_Texto fornecido_
Sob a ponta dos dedos, quando se resolve dar vida a uma história, é o impulso dos sentimentos que conduz as palavras para que elas se entrecruzem e façam nascer o texto, em um compasso que é ritmado por cada vírgula, reticências e ponto final.
No caminho contrário, na linha ancestral da memória que constrói as camadas do tempo, a escrita é o ponto de partida para que as raízes do passado se combinem com as projeções sobre o futuro, formando significados que vão além do lexical e trascendem o texto.
É nesse lugar de potência que se constrói a vida e obra de Conceição Evaristo, profundamente ligadas às experiências da coletividade negra no Brasil. Com o olhar sensível para criar narrativas a partir do lugar em que habita, a consagrada e multipremiada escritora atravessa a literatura contemporânea com um convite a romper o silêncio e compartilhar escrevivências — termo criado por ela em um jogo com os termos “escrever”, “viver” e “se ver”, segundo a própria.
“Tudo que eu escrevo é profundamente marcado pela condição de mulher negra”: com essa frase, a importante teórica de estudos literários e afro-brasileiros revela a origem e a matéria-prima principal do seu trabalho: a vivência das mulheres negras.
As escrevivências de que fala a contista são uma referência ao jeito de narrar as lembranças e o cotidiano marcados por racismo, desigualdade e discriminação de gênero e classe. Embora sejam diversas as temáticas poéticas e ficcionais da autora, o fio condutor que protagoniza histórias e reflexões tem esse perfil.

_Tarefa proposta 1_
Redigite tudo o que vai desde “Sob a ponta” até “trascendem o texto.” no texto sobre Conceição Evaristo.
_Tarefa proposta 2_
Enumere os termos que, conforme o texto sobre Conceição Evaristo, foram combinados para formar a palavra “escrevivências”.
_Tarefa proposta 3_
Prossiga com o texto sobre Conceição Evaristo, a partir de sua última frase.
O material apresentado adiante é dispensável.

_Dados_
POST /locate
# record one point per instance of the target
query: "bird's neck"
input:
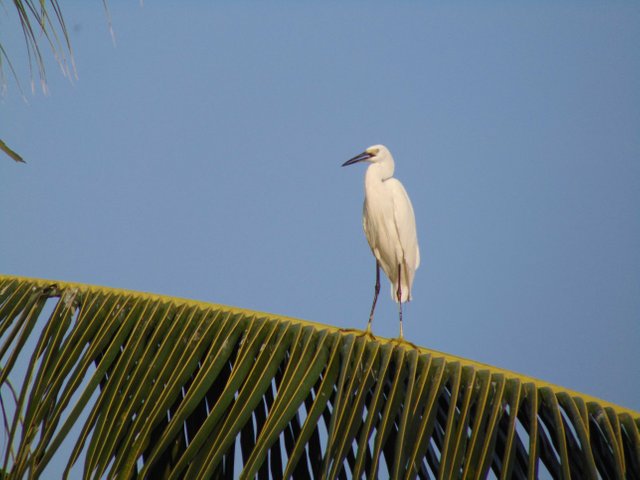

_Resposta redigida 1_
Sob a ponta dos dedos, quando se resolve dar vida a uma história, é o impulso dos sentimentos que conduz as palavras para que elas se entrecruzem e façam nascer o texto, em um compasso que é ritmado por cada vírgula, reticências e ponto final.
No caminho contrário, na linha ancestral da memória que constrói as camadas do tempo, a escrita é o ponto de partida para que as raízes do passado se combinem com as projeções sobre o futuro, formando significados que vão além do lexical e trascendem o texto.

_Resposta redigida 2_
“escrever”, “viver” e “se ver”

_Resposta redigida 3_
Prestes a completar 76 anos, a romancista pontua: “o sujeito da literatura negra tem a sua existência marcada por sua relação e por sua cumplicidade com outros sujeitos. Temos um sujeito que, ao falar de si, fala dos outros e, ao falar dos outros, fala de si”. “E essa herança histórica sempre está presente na minha escrita. Antes, até sem querer. Mas, de alguns anos para cá, de forma proposital, consequência de um projeto literário”, acrescenta.
Uma das maiores escritoras da literatura nacional, Maria da Conceição Evaristo de Brito nasceu em 29 de novembro de 1946, na comunidade do Pindura Saia, em Belo Horizonte, Minas Gerais. “Eu não nasci rodeada de livros e, sim, rodeada de palavras”, costuma dizer.
Segunda de nome irmãos, a filha de Joana Josefina Evaristo teve pouco contato com o pai, mas cresceu criada pela mãe, que era lavadeira, e pelo padrasto, Aníbal Vitorino, que era pedreiro. De origem humilde, suas lembranças da infância são permeadas pelo misto de desespero, culpa e impotência que a invadiam ao perceber o sofrimento da mãe, cuja felicidade era o que mais lhe importava. Dona Joana trabalhou na casa de escritores como Otto Lara Resende e Alaíde Lisboa.
Devido às dificuldades financeiras da família, quando tinha sete anos a menina passou a morar com a tia, Maria Filomena da Silva, irmã mais velha da mãe, que também era lavadeira, e o tio, Antonio João da Silva, que era pedreiro. O casal não tinha filhos.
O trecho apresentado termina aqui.